Part of a data file:
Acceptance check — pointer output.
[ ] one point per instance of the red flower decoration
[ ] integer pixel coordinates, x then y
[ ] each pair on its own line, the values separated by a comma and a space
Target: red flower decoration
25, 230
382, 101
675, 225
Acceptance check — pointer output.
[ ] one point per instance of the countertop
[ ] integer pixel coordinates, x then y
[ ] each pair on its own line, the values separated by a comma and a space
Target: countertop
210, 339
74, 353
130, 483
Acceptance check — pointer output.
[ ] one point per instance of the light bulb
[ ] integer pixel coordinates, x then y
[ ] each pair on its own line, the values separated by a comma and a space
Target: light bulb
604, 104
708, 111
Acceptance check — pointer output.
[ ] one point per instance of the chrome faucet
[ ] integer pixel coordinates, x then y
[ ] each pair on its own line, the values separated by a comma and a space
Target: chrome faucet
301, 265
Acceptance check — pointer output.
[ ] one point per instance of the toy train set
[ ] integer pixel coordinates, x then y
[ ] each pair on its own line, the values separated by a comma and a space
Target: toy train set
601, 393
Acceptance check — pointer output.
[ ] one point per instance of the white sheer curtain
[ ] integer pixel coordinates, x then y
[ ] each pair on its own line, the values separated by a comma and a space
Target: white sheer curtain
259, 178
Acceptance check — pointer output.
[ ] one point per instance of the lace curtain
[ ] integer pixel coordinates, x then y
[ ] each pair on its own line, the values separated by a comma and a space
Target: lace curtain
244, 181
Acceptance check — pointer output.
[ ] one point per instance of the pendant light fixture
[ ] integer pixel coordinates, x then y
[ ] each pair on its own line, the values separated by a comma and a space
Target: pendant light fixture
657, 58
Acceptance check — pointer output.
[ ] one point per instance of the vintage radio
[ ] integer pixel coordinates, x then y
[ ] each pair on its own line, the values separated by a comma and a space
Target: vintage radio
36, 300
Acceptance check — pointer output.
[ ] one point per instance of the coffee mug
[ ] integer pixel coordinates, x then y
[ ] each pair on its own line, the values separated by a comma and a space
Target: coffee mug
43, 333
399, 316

▶ THE PROBLEM: Count the lines in the items above that contain the string "countertop", matching case exactly. Give only the number.

▶ EXPECTED ANSWER: 2